### TEXTE FOURNI
Maître Bathily, avocat du collectif Taxawu Cayar, a déclaré

“L’usine a enfreint la loi environnementale de notre pays à plusieurs reprises – et voici des preuves indépendantes montrant le terrible impact de leur comportement insensible et inhumain. Nous ne pouvons que conclure que l’usine n’a pas dit la vérité au tribunal, aux médias et, plus choquant encore, aux habitants de Cayar et du Sénégal.”

Le Dr Aliou Ba, responsable de la campagne Océans de Greenpeace Afrique, a déclaré:

“Voilà comment fonctionne l’industrie mondiale de la farine de poisson. Ils volent notre poisson, ils nous privent de nos emplois, ils rendent le poisson inaccessible aux populations, et ils nuisent à l’environnement. Les profits générés par cette entreprise alimentent de grandes compagnies, et qui en paie le prix ? Ce sont les communautés locales de Cayar et d’Afrique de l’Ouest. Mais plus maintenant ! Les habitants de Cayar sont déterminés à se battre jusqu’à obtenir gain de cause.”

### DONNÉES FOURNIES
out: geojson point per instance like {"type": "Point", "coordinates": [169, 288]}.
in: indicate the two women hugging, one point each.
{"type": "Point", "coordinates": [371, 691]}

### À COMPLÉTER
- a) Dans le texte fourni, présentez sous forme de liste le paragraphe qui commence par « Voilà comment fonctionne », en gardant ses faits principaux.
- b) Reprenez l'extrait sur l'usine de farine de poisson de Cayar et poursuivez-le à la suite de sa dernière phrase.

### CORRIGÉ DES EXERCICES
- a)
L'industrie mondiale de la farine de poisson :
- vole le poisson ;
- prive les habitants de leurs emplois ;
- rend le poisson inaccessible aux populations ;
- nuit à l'environnement ;
- génère des profits qui alimentent de grandes compagnies, alors que les communautés locales de Cayar et d'Afrique de l'Ouest en paient le prix.

Les habitants de Cayar sont déterminés à se battre jusqu'à obtenir gain de cause.

- b)
Notes aux rédacteurs

[1] Les analyses du laboratoire indépendant, qui ont suivi l’échantillonnage de l’eau vérifié par un huissier, ont révélé :

  • Des niveaux élevés de métaux toxiques dans l’eau du robinet, dont plus de trente fois le niveau de sélénium et quatre fois le niveau légal de chrome, selon le code juridique sénégalais NS-05-033, qui s’applique à l’eau potable. 
  • Des niveaux élevés de métaux toxiques dans l’eau du lac, dont près de quatre fois le niveau légal de sélénium et près de trois fois le niveau légal de chrome, selon le code juridique sénégalais NS-05-061, qui s’applique aux masses d’eau telles que les lacs.
  • De faibles niveaux d’oxygène dans l’eau du lac. Les résultats suggèrent que le lac Mbawane est pollué par des matières organiques biodégradables et que, par conséquent, le lac est mal oxygéné empêchant ainsi toute forme de vie aquatique. Cela concorde avec la documentation de Greenpeace Afrique d’un camion de l’usine déversant ses déchets liquides de poissons dans le lac.

[2] Disponible prochainement dans la médiathèque de Greenpeace : 

  • Des clips vidéo montrant un camion de l’usine de farine de poisson de Cayar déversant des déchets dans le lac Mbawane de Cayar, et des images de drone de l’usine.
  • Des photos des événements devant le Tribunal de grande instance aujourd’hui. (Veuillez noter que des photos de la précédente audience se trouvent également dans la bibliothèque).
  • Des interviews audio en français, wolof et anglais avec un membre de Taxawu, et Maître Bathily, avocat.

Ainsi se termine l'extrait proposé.